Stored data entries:
+++

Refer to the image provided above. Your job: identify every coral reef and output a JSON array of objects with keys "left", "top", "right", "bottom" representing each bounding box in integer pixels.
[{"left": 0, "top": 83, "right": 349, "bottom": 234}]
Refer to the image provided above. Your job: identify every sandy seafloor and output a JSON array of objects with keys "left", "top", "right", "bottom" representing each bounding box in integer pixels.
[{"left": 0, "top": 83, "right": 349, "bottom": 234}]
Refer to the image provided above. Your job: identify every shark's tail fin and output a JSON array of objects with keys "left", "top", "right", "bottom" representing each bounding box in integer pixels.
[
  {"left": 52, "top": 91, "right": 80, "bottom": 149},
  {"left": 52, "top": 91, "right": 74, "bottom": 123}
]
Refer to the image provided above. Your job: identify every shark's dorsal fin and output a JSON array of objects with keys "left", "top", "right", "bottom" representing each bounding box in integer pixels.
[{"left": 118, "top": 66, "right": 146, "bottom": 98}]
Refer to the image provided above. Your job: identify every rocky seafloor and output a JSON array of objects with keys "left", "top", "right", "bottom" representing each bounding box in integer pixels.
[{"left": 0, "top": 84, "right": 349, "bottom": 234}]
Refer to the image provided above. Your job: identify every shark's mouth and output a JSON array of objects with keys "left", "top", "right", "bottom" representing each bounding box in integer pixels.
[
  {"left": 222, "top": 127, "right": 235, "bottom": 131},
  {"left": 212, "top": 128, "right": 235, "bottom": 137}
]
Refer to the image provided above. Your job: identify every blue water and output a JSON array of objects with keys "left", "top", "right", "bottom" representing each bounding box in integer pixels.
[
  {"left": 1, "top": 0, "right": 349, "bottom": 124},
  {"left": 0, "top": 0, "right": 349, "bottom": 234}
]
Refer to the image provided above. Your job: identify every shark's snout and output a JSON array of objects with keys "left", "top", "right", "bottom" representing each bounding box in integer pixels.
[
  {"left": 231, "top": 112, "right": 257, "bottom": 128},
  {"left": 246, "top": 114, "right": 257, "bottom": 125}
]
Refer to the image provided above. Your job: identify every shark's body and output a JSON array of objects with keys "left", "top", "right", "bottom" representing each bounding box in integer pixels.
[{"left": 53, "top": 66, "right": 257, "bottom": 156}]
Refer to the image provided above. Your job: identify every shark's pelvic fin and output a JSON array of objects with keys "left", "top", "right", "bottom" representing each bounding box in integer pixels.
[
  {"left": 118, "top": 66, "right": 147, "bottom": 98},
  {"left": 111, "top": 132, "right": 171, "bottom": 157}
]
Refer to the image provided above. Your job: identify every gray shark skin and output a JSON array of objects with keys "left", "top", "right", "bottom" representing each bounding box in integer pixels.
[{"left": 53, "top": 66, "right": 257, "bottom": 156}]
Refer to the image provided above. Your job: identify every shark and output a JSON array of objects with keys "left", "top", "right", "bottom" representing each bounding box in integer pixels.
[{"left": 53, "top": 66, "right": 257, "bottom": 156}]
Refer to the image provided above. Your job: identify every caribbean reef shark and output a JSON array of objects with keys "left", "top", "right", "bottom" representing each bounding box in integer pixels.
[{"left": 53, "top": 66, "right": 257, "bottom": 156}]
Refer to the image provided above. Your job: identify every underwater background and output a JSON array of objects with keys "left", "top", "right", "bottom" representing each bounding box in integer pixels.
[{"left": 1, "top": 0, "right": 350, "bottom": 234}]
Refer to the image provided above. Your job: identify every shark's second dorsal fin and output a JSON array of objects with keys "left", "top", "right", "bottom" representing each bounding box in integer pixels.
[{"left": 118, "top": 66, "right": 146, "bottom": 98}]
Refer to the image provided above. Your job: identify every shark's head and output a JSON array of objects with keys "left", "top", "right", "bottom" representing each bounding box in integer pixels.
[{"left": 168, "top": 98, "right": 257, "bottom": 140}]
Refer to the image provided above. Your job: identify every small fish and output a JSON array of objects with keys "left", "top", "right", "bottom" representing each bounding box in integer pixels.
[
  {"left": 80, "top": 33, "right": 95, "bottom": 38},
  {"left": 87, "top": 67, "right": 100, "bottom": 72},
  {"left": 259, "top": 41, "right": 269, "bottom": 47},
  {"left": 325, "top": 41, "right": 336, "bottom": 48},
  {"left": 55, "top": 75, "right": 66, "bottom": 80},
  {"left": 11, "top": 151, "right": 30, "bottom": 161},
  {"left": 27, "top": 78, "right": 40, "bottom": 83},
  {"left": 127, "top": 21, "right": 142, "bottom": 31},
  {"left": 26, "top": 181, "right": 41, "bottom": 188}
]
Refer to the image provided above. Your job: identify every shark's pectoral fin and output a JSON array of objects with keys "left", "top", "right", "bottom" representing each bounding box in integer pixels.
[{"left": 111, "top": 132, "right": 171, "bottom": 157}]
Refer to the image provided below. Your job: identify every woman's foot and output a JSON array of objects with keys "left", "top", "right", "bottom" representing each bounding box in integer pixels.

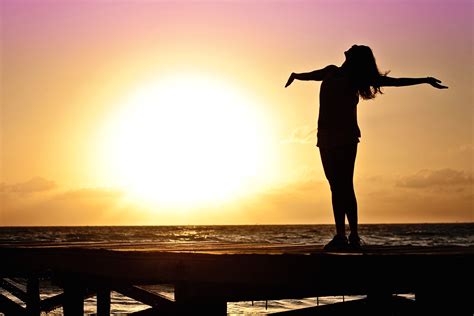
[
  {"left": 348, "top": 233, "right": 363, "bottom": 250},
  {"left": 323, "top": 235, "right": 349, "bottom": 251}
]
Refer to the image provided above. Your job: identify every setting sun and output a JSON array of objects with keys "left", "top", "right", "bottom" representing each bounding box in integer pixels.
[{"left": 98, "top": 75, "right": 275, "bottom": 207}]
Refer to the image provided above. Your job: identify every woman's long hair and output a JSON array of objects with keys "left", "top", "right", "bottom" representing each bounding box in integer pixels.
[{"left": 345, "top": 45, "right": 388, "bottom": 100}]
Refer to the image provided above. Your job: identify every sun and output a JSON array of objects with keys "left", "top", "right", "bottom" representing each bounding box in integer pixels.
[{"left": 99, "top": 75, "right": 274, "bottom": 208}]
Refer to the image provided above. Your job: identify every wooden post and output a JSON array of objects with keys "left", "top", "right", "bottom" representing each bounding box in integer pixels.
[
  {"left": 97, "top": 288, "right": 111, "bottom": 316},
  {"left": 367, "top": 291, "right": 393, "bottom": 315},
  {"left": 367, "top": 291, "right": 392, "bottom": 303},
  {"left": 63, "top": 281, "right": 85, "bottom": 316},
  {"left": 26, "top": 276, "right": 40, "bottom": 316}
]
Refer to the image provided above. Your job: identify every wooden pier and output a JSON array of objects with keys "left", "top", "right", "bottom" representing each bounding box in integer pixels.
[{"left": 0, "top": 243, "right": 472, "bottom": 315}]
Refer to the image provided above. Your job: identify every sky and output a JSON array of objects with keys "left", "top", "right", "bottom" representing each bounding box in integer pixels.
[{"left": 1, "top": 0, "right": 472, "bottom": 225}]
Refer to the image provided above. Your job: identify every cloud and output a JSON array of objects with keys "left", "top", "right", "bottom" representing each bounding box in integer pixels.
[
  {"left": 396, "top": 168, "right": 473, "bottom": 189},
  {"left": 54, "top": 188, "right": 123, "bottom": 201},
  {"left": 449, "top": 144, "right": 473, "bottom": 156},
  {"left": 458, "top": 144, "right": 473, "bottom": 154},
  {"left": 282, "top": 126, "right": 317, "bottom": 144},
  {"left": 0, "top": 177, "right": 56, "bottom": 194},
  {"left": 0, "top": 185, "right": 141, "bottom": 226}
]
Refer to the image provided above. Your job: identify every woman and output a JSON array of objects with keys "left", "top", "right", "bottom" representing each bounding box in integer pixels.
[{"left": 285, "top": 45, "right": 447, "bottom": 250}]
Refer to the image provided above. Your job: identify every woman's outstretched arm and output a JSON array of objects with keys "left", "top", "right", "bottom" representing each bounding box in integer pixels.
[
  {"left": 377, "top": 76, "right": 448, "bottom": 89},
  {"left": 285, "top": 65, "right": 337, "bottom": 88}
]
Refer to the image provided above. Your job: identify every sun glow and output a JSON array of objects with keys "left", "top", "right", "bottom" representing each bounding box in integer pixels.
[{"left": 99, "top": 75, "right": 275, "bottom": 208}]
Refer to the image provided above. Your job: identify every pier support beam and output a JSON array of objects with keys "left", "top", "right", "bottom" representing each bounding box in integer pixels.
[
  {"left": 415, "top": 288, "right": 471, "bottom": 315},
  {"left": 97, "top": 288, "right": 111, "bottom": 316},
  {"left": 175, "top": 283, "right": 226, "bottom": 315},
  {"left": 367, "top": 291, "right": 393, "bottom": 304},
  {"left": 63, "top": 282, "right": 85, "bottom": 316},
  {"left": 175, "top": 300, "right": 226, "bottom": 315},
  {"left": 26, "top": 276, "right": 40, "bottom": 316},
  {"left": 367, "top": 292, "right": 394, "bottom": 315}
]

+++

Please copy exactly, and only, the lines from the line containing "every woman and" through the last line of the records, with both ends included.

Answer to this problem:
Refer to the image provided above. Your job: identify every woman and output a JSON array of objects with keys "left", "top", "right", "bottom" representing each bounding box in integer pixels.
[{"left": 285, "top": 45, "right": 447, "bottom": 250}]
Refer to the image provided above. Your job: identify every woman's outstretched arm and output a JSON array of objects with keys "left", "top", "right", "bottom" representing each bounding box in integer pixels.
[
  {"left": 377, "top": 76, "right": 448, "bottom": 89},
  {"left": 285, "top": 65, "right": 337, "bottom": 88}
]
Refer to the image provided above. Your job: identify every sun glow and output a JSON array of objects with keys "left", "top", "right", "bottom" representing each bounding box in integer pixels.
[{"left": 99, "top": 75, "right": 275, "bottom": 208}]
Refer to the image provided above. Your job: identify every pier support beam and output a JSON array of objects with keys "left", "top", "right", "bottom" representing each bounding box in integer pixels.
[
  {"left": 415, "top": 288, "right": 471, "bottom": 315},
  {"left": 97, "top": 288, "right": 111, "bottom": 316},
  {"left": 175, "top": 283, "right": 226, "bottom": 315},
  {"left": 367, "top": 291, "right": 393, "bottom": 304},
  {"left": 63, "top": 282, "right": 85, "bottom": 316},
  {"left": 175, "top": 300, "right": 226, "bottom": 315},
  {"left": 26, "top": 276, "right": 40, "bottom": 316},
  {"left": 367, "top": 292, "right": 394, "bottom": 315}
]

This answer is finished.